Segment Open

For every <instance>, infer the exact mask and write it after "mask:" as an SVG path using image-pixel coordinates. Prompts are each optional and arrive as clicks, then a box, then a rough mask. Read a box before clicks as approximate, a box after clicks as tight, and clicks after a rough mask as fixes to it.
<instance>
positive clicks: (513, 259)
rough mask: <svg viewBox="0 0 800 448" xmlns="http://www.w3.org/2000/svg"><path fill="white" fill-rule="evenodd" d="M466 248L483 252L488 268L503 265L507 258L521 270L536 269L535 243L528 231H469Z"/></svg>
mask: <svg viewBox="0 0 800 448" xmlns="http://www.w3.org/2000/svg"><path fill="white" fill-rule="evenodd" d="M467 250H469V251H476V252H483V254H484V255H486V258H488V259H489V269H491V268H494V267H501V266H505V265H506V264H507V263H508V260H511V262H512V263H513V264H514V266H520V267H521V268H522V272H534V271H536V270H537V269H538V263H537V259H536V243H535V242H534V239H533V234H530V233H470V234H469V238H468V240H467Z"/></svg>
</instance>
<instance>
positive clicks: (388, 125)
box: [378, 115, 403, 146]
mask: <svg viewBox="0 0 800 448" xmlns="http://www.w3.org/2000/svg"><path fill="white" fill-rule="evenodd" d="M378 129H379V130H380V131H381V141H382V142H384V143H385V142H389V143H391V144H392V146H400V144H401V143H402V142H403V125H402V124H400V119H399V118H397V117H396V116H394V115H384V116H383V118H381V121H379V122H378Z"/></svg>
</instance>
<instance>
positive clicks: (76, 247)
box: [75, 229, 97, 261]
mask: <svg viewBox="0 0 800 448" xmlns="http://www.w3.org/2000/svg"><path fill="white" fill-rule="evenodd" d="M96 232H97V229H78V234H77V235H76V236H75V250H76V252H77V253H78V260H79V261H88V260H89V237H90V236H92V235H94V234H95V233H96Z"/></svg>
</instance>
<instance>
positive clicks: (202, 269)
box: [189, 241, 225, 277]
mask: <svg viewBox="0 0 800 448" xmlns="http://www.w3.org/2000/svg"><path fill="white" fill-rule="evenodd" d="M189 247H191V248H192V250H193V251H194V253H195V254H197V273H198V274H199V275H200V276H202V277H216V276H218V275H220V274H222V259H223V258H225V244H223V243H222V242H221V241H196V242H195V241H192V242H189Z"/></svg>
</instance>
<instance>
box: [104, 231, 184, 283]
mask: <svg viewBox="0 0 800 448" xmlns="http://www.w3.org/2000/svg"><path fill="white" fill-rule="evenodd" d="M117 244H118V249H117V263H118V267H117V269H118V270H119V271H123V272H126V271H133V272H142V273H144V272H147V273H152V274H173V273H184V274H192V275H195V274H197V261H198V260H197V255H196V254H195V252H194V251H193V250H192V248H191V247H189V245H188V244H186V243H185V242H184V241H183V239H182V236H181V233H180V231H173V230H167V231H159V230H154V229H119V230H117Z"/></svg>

Segment Closed

● **How to complete this task**
Work out how many lines of the material contain "clicks". Reply with that number only.

● **Written solution**
5